- **GIVEN ENTRIES**
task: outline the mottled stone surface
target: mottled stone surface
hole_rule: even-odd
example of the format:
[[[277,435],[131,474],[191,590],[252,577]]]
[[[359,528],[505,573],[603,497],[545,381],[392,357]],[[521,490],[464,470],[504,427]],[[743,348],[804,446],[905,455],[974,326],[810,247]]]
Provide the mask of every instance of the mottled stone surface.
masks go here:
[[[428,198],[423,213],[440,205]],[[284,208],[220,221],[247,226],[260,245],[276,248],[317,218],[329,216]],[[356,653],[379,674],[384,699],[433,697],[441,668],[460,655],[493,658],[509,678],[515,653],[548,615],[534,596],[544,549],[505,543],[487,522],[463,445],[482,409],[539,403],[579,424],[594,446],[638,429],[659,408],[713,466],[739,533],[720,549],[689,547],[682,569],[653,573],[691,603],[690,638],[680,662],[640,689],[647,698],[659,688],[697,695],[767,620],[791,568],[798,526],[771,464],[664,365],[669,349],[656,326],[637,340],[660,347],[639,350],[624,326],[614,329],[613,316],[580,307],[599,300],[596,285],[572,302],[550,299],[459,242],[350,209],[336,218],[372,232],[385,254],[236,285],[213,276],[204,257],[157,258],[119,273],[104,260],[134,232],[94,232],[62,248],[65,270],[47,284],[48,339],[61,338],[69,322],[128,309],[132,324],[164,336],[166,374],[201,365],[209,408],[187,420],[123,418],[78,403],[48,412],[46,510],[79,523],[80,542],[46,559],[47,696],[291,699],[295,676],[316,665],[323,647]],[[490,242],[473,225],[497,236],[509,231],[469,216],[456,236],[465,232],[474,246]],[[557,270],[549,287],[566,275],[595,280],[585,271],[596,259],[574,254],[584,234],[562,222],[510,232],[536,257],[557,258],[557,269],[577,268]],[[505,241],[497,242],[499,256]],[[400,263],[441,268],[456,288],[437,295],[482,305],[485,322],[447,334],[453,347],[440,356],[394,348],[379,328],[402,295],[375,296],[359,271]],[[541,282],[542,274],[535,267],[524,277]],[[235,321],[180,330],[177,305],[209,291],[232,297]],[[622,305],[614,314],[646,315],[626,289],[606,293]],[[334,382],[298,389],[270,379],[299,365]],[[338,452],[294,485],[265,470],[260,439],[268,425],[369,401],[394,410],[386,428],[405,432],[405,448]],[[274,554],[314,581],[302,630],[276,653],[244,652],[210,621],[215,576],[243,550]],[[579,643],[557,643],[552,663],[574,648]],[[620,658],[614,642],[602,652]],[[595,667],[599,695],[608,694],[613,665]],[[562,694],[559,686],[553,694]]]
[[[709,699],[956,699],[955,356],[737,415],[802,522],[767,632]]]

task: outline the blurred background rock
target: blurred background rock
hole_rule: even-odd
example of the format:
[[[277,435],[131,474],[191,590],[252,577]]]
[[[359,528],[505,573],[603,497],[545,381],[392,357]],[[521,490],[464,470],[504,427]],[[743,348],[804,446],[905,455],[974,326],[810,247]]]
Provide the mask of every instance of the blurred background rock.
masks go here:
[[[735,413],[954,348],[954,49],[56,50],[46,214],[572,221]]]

- **REQUIRED WORK**
Take the stretch of lines above from the one containing "target: mottled stone surface" through the one containing "Provide the mask of every instance of the mottled" and repeat it exactly, adding no other line.

- **ANSWER SECTION**
target: mottled stone surface
hole_rule: even-odd
example of the format:
[[[277,435],[131,474],[191,590],[252,577]]]
[[[359,528],[505,573],[603,497],[545,381],[392,357]],[[521,490],[464,470],[504,427]],[[743,348],[804,446],[905,455],[974,326],[810,247]]]
Provide the mask of every instance of the mottled stone surface.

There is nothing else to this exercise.